Boo Blasters on Boo Hill is an interactive family dark ride designed and manufactured by Sally Corporation. The ride is located at four Cedar Fair amusement parks — Canada's Wonderland, Carowinds, Kings Dominion, and Kings Island.  The ride was previously themed to Hanna-Barbera's Scooby-Doo, but Cedar Fair rebranded the rides shortly after purchasing the parks from Paramount. Each ride's new theme debuted in 2010 at all four parks.

History
In 2006, Cedar Fair purchased Paramount Parks from CBS. Several of the parks attained in the purchase – Canada's Wonderland, Carowinds, Kings Dominion, and Kings Island – had a dark ride from Sally Corporation themed to the company's Scooby-Doo's Haunted Mansion attraction model. During the 2009-2010 off-season, Cedar Fair began the process of removing Nickelodeon and Hanna-Barbera themes from their recently acquired amusement parks. For the Haunted Mansion rides, Sally Corporation was contracted to remove the Scooby-Doo theme and replace it with a new one. The new theme was called Boo Blasters on Boo Hill, which debuted at all four parks for the 2010 season.

Ride experience
Boo Blasters on Boo Hill is a dark ride with individual ride vehicles on a track at Canada's Wonderland, Carowinds, and Kings Dominion, and a continuous Omnimover-style ride system at Kings Island. Guests use mounted laser guns to fire at lighted targets throughout the ride. Hitting a target enables additional animation, sounds, and special effects, as well as earns each rider points that are tallied and displayed inside the vehicle. The ride layout and special effects varies at each park location. Initially, each park sold disposable ChromaDepth 3-D glasses at the ride's entrance to enhance the blacklight paint effects throughout the ride.

Items from a data source
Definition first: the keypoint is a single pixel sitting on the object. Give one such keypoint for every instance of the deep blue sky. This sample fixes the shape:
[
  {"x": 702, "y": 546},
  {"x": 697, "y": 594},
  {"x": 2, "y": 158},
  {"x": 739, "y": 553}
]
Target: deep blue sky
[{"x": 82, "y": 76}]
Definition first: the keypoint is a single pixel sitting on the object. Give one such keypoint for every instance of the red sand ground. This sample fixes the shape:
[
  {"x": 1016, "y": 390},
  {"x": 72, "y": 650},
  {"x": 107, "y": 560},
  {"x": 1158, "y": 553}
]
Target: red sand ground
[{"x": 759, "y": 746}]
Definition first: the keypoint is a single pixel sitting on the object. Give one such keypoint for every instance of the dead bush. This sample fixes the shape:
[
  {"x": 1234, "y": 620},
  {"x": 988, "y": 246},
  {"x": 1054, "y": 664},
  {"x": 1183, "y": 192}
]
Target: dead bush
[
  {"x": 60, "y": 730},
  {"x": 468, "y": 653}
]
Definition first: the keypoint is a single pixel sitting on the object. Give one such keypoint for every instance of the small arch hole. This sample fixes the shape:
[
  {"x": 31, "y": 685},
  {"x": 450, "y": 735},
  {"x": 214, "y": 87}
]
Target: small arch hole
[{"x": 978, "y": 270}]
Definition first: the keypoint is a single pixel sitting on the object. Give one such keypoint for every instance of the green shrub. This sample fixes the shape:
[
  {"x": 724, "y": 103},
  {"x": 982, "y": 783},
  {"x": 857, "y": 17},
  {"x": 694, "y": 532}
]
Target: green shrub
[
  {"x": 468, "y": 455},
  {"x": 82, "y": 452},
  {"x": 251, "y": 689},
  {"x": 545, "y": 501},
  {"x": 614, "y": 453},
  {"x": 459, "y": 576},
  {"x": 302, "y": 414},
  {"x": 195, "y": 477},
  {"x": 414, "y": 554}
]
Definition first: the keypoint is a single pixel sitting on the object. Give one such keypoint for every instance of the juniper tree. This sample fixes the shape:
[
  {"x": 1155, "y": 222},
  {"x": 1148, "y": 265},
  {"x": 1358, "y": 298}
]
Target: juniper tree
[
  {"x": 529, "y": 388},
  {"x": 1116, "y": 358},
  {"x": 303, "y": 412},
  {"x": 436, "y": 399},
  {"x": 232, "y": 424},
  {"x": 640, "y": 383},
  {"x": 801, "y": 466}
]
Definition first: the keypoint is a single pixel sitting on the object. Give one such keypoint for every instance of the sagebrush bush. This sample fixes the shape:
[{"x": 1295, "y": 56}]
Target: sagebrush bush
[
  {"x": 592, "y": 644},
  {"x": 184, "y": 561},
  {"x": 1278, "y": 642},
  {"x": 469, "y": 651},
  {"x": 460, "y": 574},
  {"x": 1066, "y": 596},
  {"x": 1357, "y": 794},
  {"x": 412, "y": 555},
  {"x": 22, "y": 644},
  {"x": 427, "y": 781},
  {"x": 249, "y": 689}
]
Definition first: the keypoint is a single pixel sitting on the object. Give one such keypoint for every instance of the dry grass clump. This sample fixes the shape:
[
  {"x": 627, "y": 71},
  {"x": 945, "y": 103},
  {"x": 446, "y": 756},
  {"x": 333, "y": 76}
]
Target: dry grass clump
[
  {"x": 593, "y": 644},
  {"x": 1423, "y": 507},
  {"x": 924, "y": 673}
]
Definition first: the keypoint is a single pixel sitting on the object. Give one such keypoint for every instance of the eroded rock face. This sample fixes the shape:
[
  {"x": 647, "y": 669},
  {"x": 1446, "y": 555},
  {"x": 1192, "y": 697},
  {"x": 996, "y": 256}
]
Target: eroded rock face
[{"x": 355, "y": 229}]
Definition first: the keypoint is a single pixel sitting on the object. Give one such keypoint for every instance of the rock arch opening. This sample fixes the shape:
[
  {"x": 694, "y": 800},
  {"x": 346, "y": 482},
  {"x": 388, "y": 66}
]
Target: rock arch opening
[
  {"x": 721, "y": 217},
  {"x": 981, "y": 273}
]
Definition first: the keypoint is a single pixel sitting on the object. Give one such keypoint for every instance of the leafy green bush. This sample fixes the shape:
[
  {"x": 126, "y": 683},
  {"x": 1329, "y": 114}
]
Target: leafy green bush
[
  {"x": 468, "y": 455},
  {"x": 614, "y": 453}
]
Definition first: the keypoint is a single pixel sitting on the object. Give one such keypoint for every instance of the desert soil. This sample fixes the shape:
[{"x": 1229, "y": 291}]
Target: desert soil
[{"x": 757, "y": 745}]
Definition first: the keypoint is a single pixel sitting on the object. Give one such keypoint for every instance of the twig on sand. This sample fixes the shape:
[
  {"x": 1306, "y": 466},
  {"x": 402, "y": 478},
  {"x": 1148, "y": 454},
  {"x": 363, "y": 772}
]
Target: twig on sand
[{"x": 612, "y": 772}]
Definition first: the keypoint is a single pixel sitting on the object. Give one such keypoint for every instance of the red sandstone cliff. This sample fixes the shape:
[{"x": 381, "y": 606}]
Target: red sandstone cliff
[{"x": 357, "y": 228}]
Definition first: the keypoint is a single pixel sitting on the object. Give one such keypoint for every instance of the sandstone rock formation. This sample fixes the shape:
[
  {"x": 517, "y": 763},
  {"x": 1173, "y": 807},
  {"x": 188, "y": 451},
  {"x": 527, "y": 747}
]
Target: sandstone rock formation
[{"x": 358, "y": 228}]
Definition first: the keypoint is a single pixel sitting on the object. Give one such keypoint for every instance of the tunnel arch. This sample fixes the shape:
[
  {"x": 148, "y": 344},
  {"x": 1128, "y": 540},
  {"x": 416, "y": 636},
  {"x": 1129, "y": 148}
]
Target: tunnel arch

• Challenge:
Go on with the Boo Blasters on Boo Hill article from the point where it stops.

• Response for this exercise:
Kings Island
Guests enter the attraction through the front gates of an old Gothic castle. The queue takes guests through the foyer into the first room, which features large chandeliers, cob webs, and a haunting music track playing in the background. Before boarding the ride, guests walk through a corridor with boarded-up windows on both sides. Once in the vehicle, riders travel through a haunted cemetery and mansion, filled with skeletons and ghosts. The final encounter is with Boocifer, the primary antagonist. The ride ends with a display that shows riders how well their score ranks before exiting the vehicle.

Although Kings Island's version of Boo Blasters was previously Scooby-Doo and the Haunted Castle, the ride system was originally used for Phantom Theater. Phantom Theater maintained the same ride system as its successors, but featured 55 ride vehicles and no interactive elements. The attraction ceased operation in 2002 and became transformed into Scooby-Doo and the Haunted Castle for the 2003 season.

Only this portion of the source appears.